* **The exercise**
Pull out each line of the material below that contains the word "noun", and copy those lines.

++++ Material for this exercise

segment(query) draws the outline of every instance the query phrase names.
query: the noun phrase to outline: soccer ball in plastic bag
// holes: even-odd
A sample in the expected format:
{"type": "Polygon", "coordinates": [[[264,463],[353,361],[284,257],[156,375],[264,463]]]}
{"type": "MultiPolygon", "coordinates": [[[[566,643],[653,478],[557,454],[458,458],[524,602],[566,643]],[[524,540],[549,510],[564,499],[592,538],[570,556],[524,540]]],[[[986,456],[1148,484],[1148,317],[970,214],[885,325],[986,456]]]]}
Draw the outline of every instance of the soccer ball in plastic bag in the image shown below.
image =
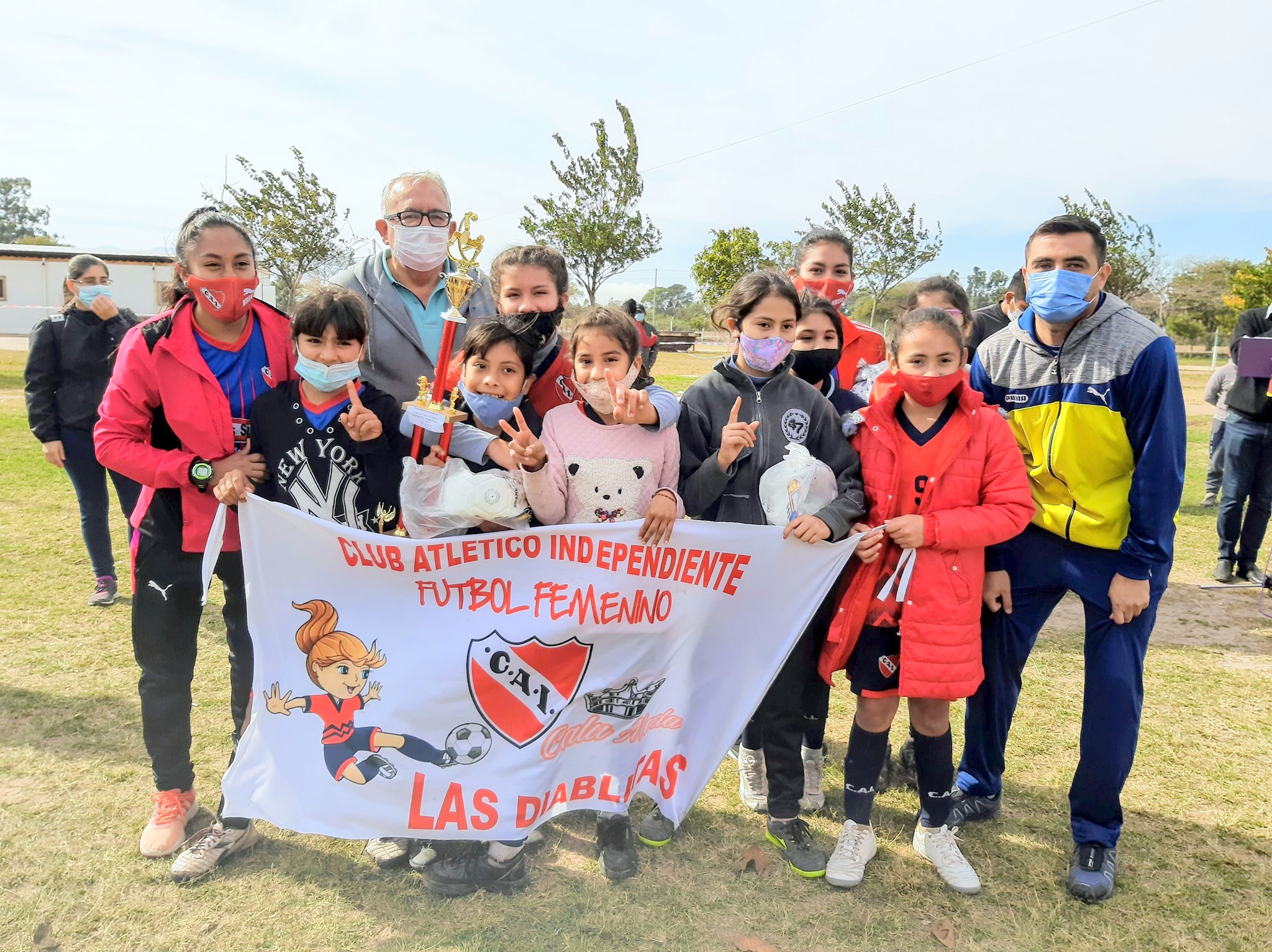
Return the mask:
{"type": "Polygon", "coordinates": [[[446,735],[446,756],[455,764],[476,764],[490,752],[486,724],[459,724],[446,735]]]}
{"type": "Polygon", "coordinates": [[[786,444],[781,463],[759,477],[759,505],[770,525],[818,512],[838,494],[834,472],[799,444],[786,444]]]}

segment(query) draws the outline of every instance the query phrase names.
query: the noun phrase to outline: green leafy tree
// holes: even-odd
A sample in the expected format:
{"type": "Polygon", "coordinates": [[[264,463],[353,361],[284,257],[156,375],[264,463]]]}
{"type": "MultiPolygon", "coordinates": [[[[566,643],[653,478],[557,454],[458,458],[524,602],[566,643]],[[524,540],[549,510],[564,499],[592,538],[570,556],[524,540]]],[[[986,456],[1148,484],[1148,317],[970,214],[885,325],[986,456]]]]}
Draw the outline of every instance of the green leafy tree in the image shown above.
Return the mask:
{"type": "MultiPolygon", "coordinates": [[[[842,193],[822,202],[826,226],[852,236],[852,271],[860,287],[870,292],[870,323],[875,303],[941,253],[941,225],[936,234],[923,225],[913,203],[902,208],[885,184],[883,194],[866,198],[860,186],[848,188],[837,180],[842,193]]],[[[813,220],[808,220],[813,225],[813,220]]]]}
{"type": "Polygon", "coordinates": [[[1104,289],[1123,301],[1151,290],[1158,271],[1158,240],[1152,229],[1141,225],[1126,212],[1116,211],[1107,201],[1100,201],[1089,188],[1086,205],[1067,194],[1060,196],[1066,215],[1090,219],[1100,226],[1108,243],[1105,261],[1112,266],[1104,289]]]}
{"type": "MultiPolygon", "coordinates": [[[[1231,290],[1236,272],[1244,267],[1249,267],[1249,262],[1215,259],[1188,264],[1170,278],[1164,311],[1172,318],[1196,320],[1208,334],[1215,330],[1231,333],[1236,324],[1236,309],[1224,297],[1231,290]]],[[[1170,327],[1169,320],[1166,327],[1170,327]]]]}
{"type": "Polygon", "coordinates": [[[525,206],[522,217],[525,234],[565,255],[593,303],[607,280],[663,247],[663,233],[637,208],[645,182],[636,170],[636,126],[626,105],[617,100],[614,105],[623,119],[626,144],[611,142],[604,119],[591,123],[597,151],[590,155],[572,155],[555,133],[565,161],[553,161],[552,172],[563,191],[547,198],[534,196],[538,208],[525,206]]]}
{"type": "Polygon", "coordinates": [[[45,230],[47,224],[48,208],[31,206],[29,178],[0,178],[0,243],[57,244],[57,236],[45,230]]]}
{"type": "Polygon", "coordinates": [[[960,278],[957,271],[951,271],[949,276],[963,285],[963,290],[967,291],[967,296],[972,301],[972,310],[986,308],[1002,297],[1002,292],[1007,290],[1007,282],[1011,280],[1001,271],[995,271],[991,275],[978,267],[972,268],[967,281],[960,278]]]}
{"type": "Polygon", "coordinates": [[[1236,310],[1266,308],[1272,304],[1272,248],[1264,248],[1267,258],[1258,264],[1247,264],[1233,276],[1224,303],[1236,310]]]}
{"type": "Polygon", "coordinates": [[[252,235],[257,263],[277,277],[273,287],[281,310],[291,309],[305,277],[350,261],[350,245],[341,236],[349,208],[342,212],[337,207],[336,193],[305,168],[299,149],[293,146],[291,154],[296,168],[281,174],[235,156],[256,191],[226,183],[220,196],[204,193],[252,235]]]}
{"type": "Polygon", "coordinates": [[[693,267],[689,268],[702,303],[709,308],[724,300],[740,278],[768,263],[756,229],[712,229],[711,234],[715,235],[711,244],[695,255],[693,267]]]}

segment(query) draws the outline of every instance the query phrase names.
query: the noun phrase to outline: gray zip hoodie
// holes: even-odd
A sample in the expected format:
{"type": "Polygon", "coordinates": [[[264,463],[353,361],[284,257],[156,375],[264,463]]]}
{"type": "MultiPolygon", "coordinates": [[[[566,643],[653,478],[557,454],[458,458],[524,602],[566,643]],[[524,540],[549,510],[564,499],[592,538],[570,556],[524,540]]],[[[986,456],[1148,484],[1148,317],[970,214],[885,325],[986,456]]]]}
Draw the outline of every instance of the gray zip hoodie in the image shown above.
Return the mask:
{"type": "MultiPolygon", "coordinates": [[[[411,320],[406,303],[384,273],[384,253],[370,254],[340,272],[332,283],[347,287],[366,301],[371,315],[366,338],[366,356],[363,358],[363,380],[391,394],[398,403],[420,395],[420,377],[432,379],[432,360],[424,352],[420,332],[411,320]]],[[[455,266],[445,263],[445,273],[455,266]]],[[[495,301],[485,275],[478,275],[473,296],[459,309],[468,318],[467,324],[455,327],[455,350],[468,328],[495,315],[495,301]]]]}
{"type": "Polygon", "coordinates": [[[840,494],[817,517],[831,529],[831,541],[847,536],[865,515],[861,460],[840,432],[838,413],[817,388],[787,371],[786,357],[759,390],[750,377],[725,357],[681,397],[681,497],[684,511],[712,522],[766,525],[759,503],[759,477],[781,461],[786,444],[803,444],[838,479],[840,494]],[[716,463],[720,431],[742,397],[738,419],[759,421],[754,447],[742,451],[728,470],[716,463]]]}

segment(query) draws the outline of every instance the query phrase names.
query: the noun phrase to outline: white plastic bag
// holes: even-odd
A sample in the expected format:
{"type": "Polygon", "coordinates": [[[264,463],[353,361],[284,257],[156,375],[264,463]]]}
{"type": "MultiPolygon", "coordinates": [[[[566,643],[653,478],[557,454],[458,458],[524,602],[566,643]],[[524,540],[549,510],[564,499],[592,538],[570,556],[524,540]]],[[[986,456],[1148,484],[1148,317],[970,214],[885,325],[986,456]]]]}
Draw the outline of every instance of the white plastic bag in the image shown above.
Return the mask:
{"type": "Polygon", "coordinates": [[[775,526],[820,511],[837,494],[834,472],[794,442],[786,444],[782,461],[759,477],[759,505],[775,526]]]}
{"type": "Polygon", "coordinates": [[[530,507],[519,473],[473,473],[457,456],[441,466],[402,460],[402,525],[412,539],[431,539],[482,522],[505,529],[529,526],[530,507]]]}

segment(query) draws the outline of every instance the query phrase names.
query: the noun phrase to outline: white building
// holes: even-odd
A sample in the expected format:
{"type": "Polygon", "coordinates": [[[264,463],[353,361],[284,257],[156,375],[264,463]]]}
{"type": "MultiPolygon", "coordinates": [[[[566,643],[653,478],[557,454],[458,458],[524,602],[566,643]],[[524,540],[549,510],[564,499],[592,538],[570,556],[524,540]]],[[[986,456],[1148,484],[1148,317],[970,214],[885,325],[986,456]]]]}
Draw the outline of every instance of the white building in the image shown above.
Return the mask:
{"type": "MultiPolygon", "coordinates": [[[[0,244],[0,334],[27,334],[47,314],[60,310],[66,286],[66,262],[76,254],[95,254],[111,272],[111,295],[139,316],[163,310],[163,286],[172,281],[172,255],[106,252],[42,244],[0,244]]],[[[273,303],[273,285],[261,272],[257,296],[273,303]]]]}

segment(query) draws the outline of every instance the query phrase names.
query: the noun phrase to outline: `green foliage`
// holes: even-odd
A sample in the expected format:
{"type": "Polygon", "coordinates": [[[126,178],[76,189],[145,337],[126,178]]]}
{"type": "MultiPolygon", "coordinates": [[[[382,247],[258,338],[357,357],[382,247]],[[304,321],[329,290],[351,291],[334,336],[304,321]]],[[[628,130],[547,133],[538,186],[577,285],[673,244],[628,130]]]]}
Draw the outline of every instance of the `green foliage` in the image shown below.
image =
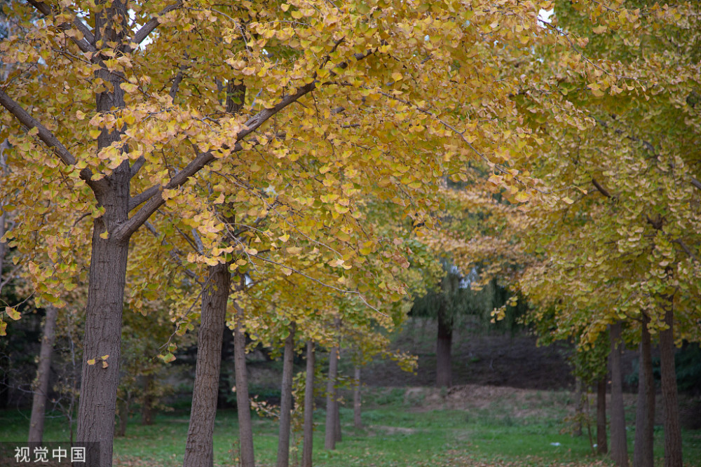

++++++++

* **Solution for this problem**
query: the noun phrase to outline: soccer ball in plastic bag
query: the noun phrase to outline: green leafy tree
query: the noun phrase to outline: gray zip hoodie
query: the noun phrase to outline: white plastic bag
query: the noun phrase to outline: white building
query: the noun phrase to outline: `green foliage`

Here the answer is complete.